• _SELECTION_
━━━━━━━━━━━━━━━━━━━━━━━━━━━━━━
Something as simple as flipping a light switch or warming your home on cold nights like tonight is in jeopardy. Exelon’s Quad Cities Generating Station in...

Something as simple as flipping a light switch or warming your home on cold nights like tonight is in jeopardy.

Exelon's Quad Cities Generating Station in Cordova, Illinois is at the center of a conversation in Springfield right now.

"The state of Illinois is really in a historic position to establish an energy policy that recognizes carbon-free and renewable energy for the future generation in the state of Illinois," said Bill Stoermer, Communications Manager for Exelon.

Last week, Stoermer said legislators introduced one possible policy that Exelon thinks is the right solution, called the Low Carbon Portfolio Standard.

"It’s a market-based solution for Illinois," he explained. "It protects the consumer and the cost that they’ll pay for electricity and it really solidifies Illinois as the largest producer of carbon-free energy in the nation and solidifies that for a long period of time as well as setting the highest standard for carbon-free electricity in the nation."

That policy is based on a report recently prepared at the request of the Illinois General Assembly that found Illinois would lose nearly 8,000 jobs and $1.8 billion in annual economic activity if just three nuclear plants closed their doors. The study looked at different alternatives to "ensure that nuclear power plants can remain viable, that the market is fair and equable for all the people who produce energy and that we can continue operations here for the long term," said Stoermer.

On Wednesday, March 4th, 2015, a bipartisan coalition of the Illinois Congressional Delegation - that includes U.S. Congresswoman Cheri Bustos - sent a letter to Governor Bruce Rauner as well as leaders of the Illinois Senate and House "urging them to consider legislative solution that would allow Illinois' nuclear plants to continue to operate." To read the letter, click here.
━━━━━━━━━━━━━━━━━━━━━━━━━━━━━━
• _RECORDS FOR THE EXERCISE_
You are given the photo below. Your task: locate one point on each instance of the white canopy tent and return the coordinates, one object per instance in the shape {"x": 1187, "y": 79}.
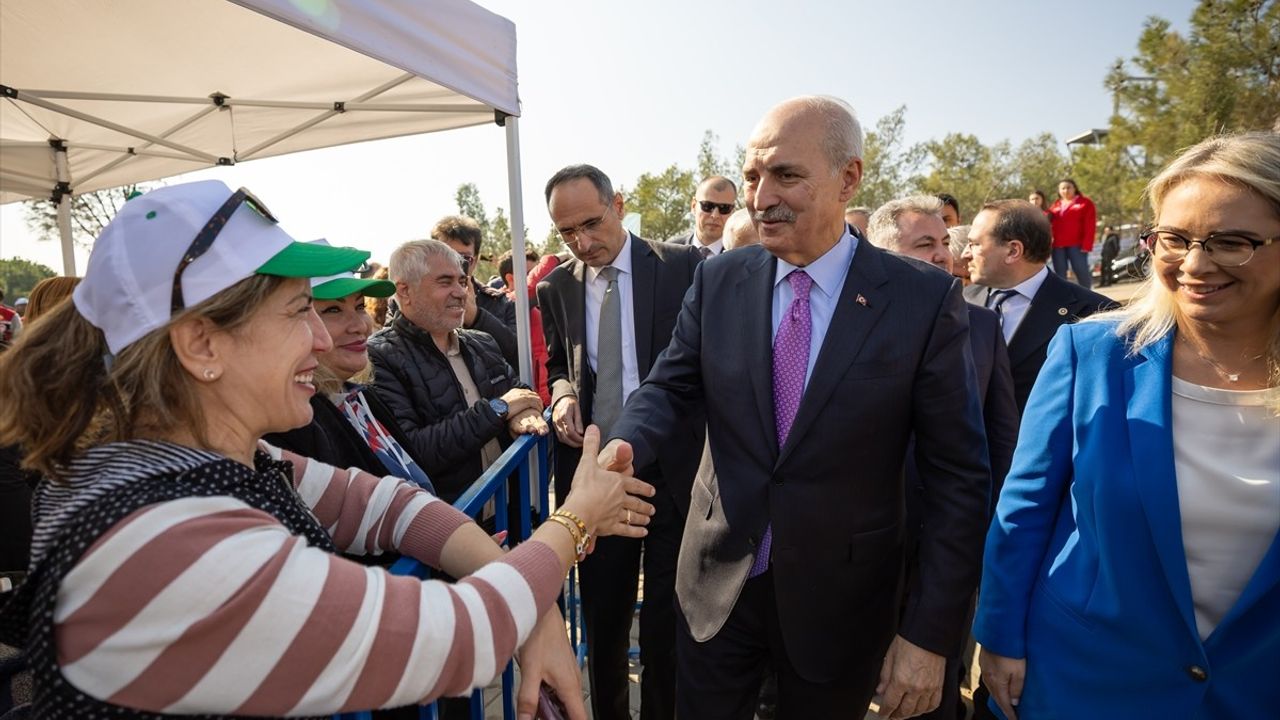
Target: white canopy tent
{"x": 97, "y": 95}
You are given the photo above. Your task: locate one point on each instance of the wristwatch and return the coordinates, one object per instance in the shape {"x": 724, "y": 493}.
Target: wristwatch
{"x": 499, "y": 408}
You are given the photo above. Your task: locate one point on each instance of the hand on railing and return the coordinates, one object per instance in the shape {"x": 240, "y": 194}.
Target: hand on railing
{"x": 547, "y": 657}
{"x": 528, "y": 423}
{"x": 608, "y": 499}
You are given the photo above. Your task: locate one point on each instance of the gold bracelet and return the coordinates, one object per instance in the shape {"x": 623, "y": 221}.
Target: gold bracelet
{"x": 579, "y": 540}
{"x": 575, "y": 519}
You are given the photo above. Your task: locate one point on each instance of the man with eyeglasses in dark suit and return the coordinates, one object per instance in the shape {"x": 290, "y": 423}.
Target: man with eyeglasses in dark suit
{"x": 712, "y": 205}
{"x": 607, "y": 314}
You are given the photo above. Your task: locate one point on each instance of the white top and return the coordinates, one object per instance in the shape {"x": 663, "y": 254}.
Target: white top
{"x": 1015, "y": 308}
{"x": 1226, "y": 459}
{"x": 595, "y": 287}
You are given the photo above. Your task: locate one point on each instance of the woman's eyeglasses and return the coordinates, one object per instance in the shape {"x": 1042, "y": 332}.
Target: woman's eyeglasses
{"x": 1226, "y": 249}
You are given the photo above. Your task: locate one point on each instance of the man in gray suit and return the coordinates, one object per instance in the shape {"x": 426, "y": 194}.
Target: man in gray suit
{"x": 713, "y": 203}
{"x": 817, "y": 358}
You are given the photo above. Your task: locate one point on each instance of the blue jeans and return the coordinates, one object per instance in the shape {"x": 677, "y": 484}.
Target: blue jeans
{"x": 1079, "y": 260}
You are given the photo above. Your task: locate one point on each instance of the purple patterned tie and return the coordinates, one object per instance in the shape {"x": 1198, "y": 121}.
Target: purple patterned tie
{"x": 790, "y": 365}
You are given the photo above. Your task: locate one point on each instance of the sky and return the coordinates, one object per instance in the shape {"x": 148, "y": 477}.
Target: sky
{"x": 632, "y": 87}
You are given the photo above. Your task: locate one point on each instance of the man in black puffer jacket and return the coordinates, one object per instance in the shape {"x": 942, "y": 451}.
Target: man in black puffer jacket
{"x": 488, "y": 309}
{"x": 451, "y": 390}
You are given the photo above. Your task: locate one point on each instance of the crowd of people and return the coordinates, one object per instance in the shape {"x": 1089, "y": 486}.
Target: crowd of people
{"x": 813, "y": 427}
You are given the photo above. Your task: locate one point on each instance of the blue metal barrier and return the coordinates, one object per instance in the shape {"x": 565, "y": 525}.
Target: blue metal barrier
{"x": 493, "y": 484}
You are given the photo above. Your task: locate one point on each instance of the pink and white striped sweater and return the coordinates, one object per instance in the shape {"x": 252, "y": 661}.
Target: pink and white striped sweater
{"x": 208, "y": 605}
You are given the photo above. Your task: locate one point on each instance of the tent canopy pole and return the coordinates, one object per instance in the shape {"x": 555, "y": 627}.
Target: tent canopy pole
{"x": 519, "y": 268}
{"x": 63, "y": 194}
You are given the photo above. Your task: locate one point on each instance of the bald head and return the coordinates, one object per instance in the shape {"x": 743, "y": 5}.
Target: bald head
{"x": 801, "y": 167}
{"x": 841, "y": 135}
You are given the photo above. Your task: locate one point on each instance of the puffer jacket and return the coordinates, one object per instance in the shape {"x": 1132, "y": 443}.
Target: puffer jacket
{"x": 414, "y": 378}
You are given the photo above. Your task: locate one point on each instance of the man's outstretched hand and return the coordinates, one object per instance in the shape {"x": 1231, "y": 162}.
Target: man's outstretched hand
{"x": 617, "y": 456}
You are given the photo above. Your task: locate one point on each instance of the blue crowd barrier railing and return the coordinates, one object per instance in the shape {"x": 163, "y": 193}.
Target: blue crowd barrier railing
{"x": 493, "y": 484}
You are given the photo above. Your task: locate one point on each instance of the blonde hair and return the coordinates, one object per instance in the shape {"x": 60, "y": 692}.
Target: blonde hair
{"x": 1248, "y": 160}
{"x": 64, "y": 392}
{"x": 48, "y": 295}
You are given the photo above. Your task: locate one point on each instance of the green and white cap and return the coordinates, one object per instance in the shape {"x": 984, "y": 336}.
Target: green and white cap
{"x": 336, "y": 287}
{"x": 128, "y": 285}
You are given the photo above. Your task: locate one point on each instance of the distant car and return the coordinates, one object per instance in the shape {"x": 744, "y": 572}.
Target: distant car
{"x": 1134, "y": 267}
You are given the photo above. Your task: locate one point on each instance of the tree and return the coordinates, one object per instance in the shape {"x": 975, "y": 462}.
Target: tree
{"x": 887, "y": 165}
{"x": 709, "y": 162}
{"x": 1109, "y": 176}
{"x": 18, "y": 276}
{"x": 662, "y": 201}
{"x": 90, "y": 214}
{"x": 969, "y": 171}
{"x": 1037, "y": 164}
{"x": 553, "y": 242}
{"x": 1221, "y": 77}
━━━━━━━━━━━━━━━━━━━━━━━━━━━━━━
• _REQUIRED TASK 1_
Convert the records, from the line with "of the blonde" through the end of the records, into a two-column CSV with columns named request and answer. Make one row per request, with each field quoted and line breaks replaced by spaces.
• _REQUIRED TASK 2_
Carry on the article about Illinois nuclear plants and energy policy from its last sentence.
The article and the records come from separate sources.

• _TASK OUTPUT 1_
request,answer
"You are given the photo above. Your task: locate one point on each instance of the blonde hair and return the coordinates, one object per instance in the shape {""x"": 60, ""y"": 692}. Target: blonde hair","{""x"": 1248, ""y"": 160} {""x"": 64, ""y"": 392} {""x"": 48, ""y"": 295}"
"You are given the photo above. Your task: locate one point on each instance of the green and white cap and return the coordinates, one object per instance in the shape {""x"": 984, ""y"": 336}. Target: green and white cap","{""x"": 336, ""y"": 287} {""x"": 128, ""y"": 285}"
"You are given the photo above. Your task: locate one point on each instance of the distant car and return the coordinates, one object per instance in the shape {""x"": 744, ""y"": 572}. Target: distant car","{""x"": 1134, ""y"": 267}"
"You are given the photo above. Your task: locate one point on each instance of the tree and return the coordinates, one object per instance in the shape {""x"": 975, ""y"": 462}. Target: tree","{""x"": 887, ""y"": 165} {""x"": 709, ""y"": 162} {""x"": 1109, ""y"": 176} {""x"": 18, ""y"": 276} {""x"": 662, ""y"": 201} {""x"": 90, ""y"": 214} {""x"": 969, ""y"": 171} {""x"": 1037, ""y"": 164} {""x"": 553, ""y"": 242} {""x"": 1221, ""y"": 77}"

• _TASK OUTPUT 2_
Under the policy supported by Exelon, residential customers would pay around $2 more a month. Those against the policy are challenging it, saying it's a bailout.

"Exelon made more than $2 billion last year, and here they are begging for a bailout on the backs of working Illinoisans," said Bob Gallo, AARP Illinois State Director. "This bill would increase rates for older adults living on fixed incomes, working families and small businesses in order to pad Exelon's profits. We will work on behalf of our 1.7 million Illinois members to urge legislators to vote 'no" on this bill."

Stoermer says Exelon is not looking for a bailout, but a "fair and equable way to bid into the market to sell the product that we believe is the most reliable and cleanest electricity produced in the state of Illinois."

Stoermer says there are three plants - including the Quad Cities Generating Station - that have been economically challenged by the current energy policies and the current way energy is sold in Illinois.

"If you look specifically at Quad Cities... you’re getting power outside the state that is coming through switch yards," he explained. "All of the power that’s produced in Iowa that comes across the state of Illinois comes through the switch yard in Cordova, so that causes congestion on the switch yard."

"The grid operators have to alleviate that congestion to ensure that the consumers continue to get electricity, so they put in what they call a 'negative pricing' which reduces the projects to the point sometimes where we’re operating at a negative balance for the power that we produce," he continued. "Once we put the nuclear plant online we want to to run that at full power for the entire operating cycle. We don’t want to cycle the unit which could challenge the equipment or challenge the plant, so at times we’re forced to operate this plant at a loss because we want to maintain the high level."

"Last year, we produced energy at 94.5% of the time, which is by far the most reliable source of electricity not only in Illinois, but across America."

Exelon's Quad Cities Generating Station also has a big economic impact on the area. Stoermer says in 2014 alone, the Quad Cities Station "directly and indirectly pumped nearly $1.4 billion into the Illinois economy, including more than $7 million paid in Rock Island County property taxes."